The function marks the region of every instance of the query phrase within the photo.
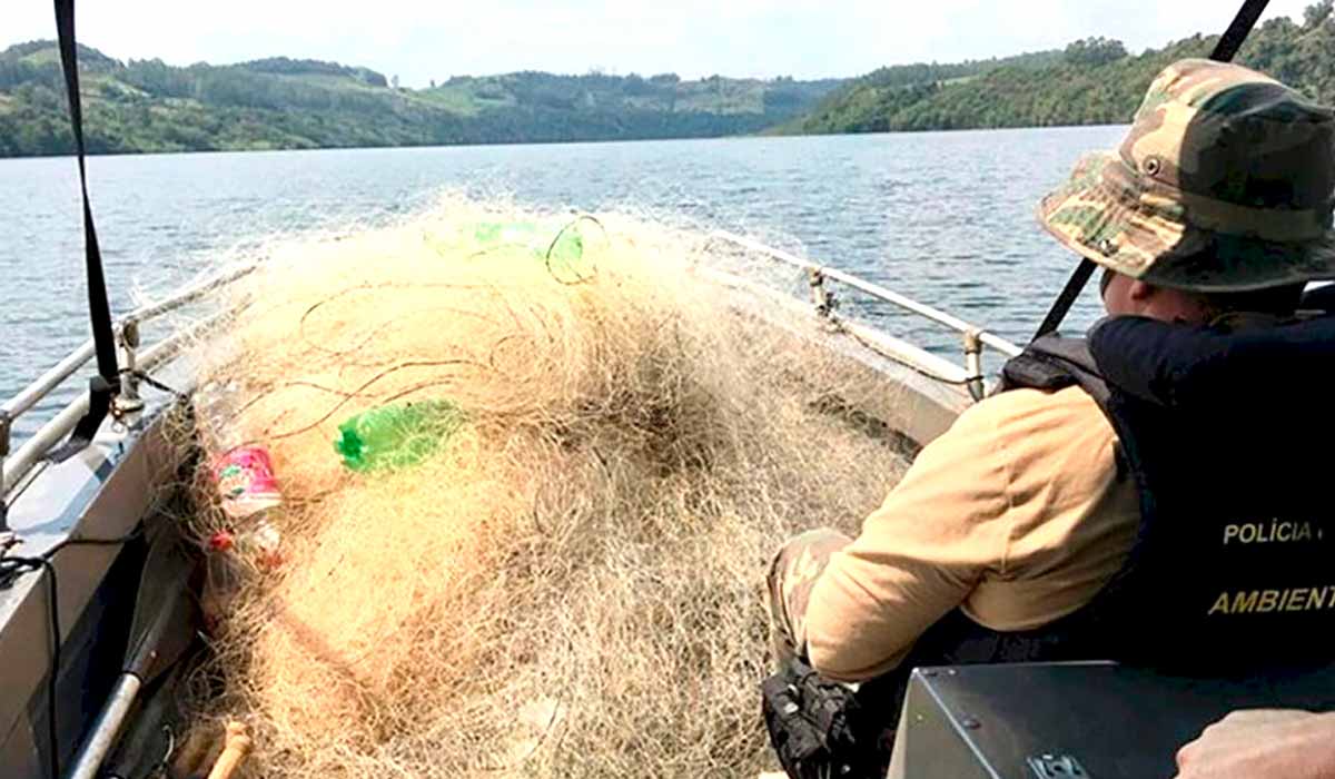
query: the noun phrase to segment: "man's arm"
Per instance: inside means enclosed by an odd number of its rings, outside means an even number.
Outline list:
[[[1021,631],[1088,603],[1139,522],[1115,444],[1079,387],[1007,392],[964,412],[816,581],[812,665],[860,681],[896,667],[953,608]]]
[[[1005,556],[1005,396],[965,410],[836,553],[806,609],[806,651],[822,675],[860,681],[893,668]]]
[[[1235,711],[1177,751],[1177,779],[1332,779],[1335,714]]]

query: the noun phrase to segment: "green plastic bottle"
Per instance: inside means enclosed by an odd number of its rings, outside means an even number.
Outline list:
[[[583,257],[583,238],[575,226],[541,228],[533,222],[482,222],[473,235],[479,243],[518,243],[534,257],[562,263]]]
[[[338,426],[334,450],[352,470],[380,470],[422,462],[463,422],[450,401],[415,401],[371,409]]]

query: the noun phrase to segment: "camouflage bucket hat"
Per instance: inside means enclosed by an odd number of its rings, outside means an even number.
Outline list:
[[[1335,278],[1335,112],[1240,65],[1155,77],[1116,152],[1087,155],[1039,204],[1067,247],[1196,291]]]

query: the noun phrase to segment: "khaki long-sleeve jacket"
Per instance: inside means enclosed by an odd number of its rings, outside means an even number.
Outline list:
[[[1140,518],[1115,444],[1079,387],[969,408],[816,583],[805,615],[813,667],[845,681],[877,676],[956,607],[1019,631],[1088,603],[1123,565]]]

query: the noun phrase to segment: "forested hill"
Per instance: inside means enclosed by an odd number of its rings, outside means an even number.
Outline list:
[[[172,67],[88,47],[79,59],[88,148],[99,154],[740,135],[842,84],[519,72],[406,90],[316,60]],[[68,154],[65,111],[53,41],[0,52],[0,156]]]
[[[1331,0],[1302,21],[1276,17],[1252,31],[1238,61],[1335,104],[1335,17]],[[1045,127],[1131,122],[1145,88],[1168,63],[1208,56],[1216,37],[1195,36],[1129,55],[1100,37],[1060,52],[973,63],[968,73],[893,68],[832,92],[810,114],[784,124],[792,134]]]

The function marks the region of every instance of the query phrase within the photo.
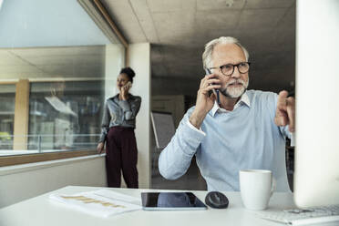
_ _ _ _ _ _ _
▶ **REQUEST**:
Can you gather every line of the records above that contains the word "noun" and copy each one out in full?

▶ **FINISHED ANSWER**:
query: the noun phrase to segment: "man's arm"
query: the noun phrase to segment: "green plastic bottle"
query: the noun phrase to segment: "camouflage bucket hat"
query: the noun phrase to segment: "khaki long-sleeve jacket"
query: the noun phrase to segment: "forested hill"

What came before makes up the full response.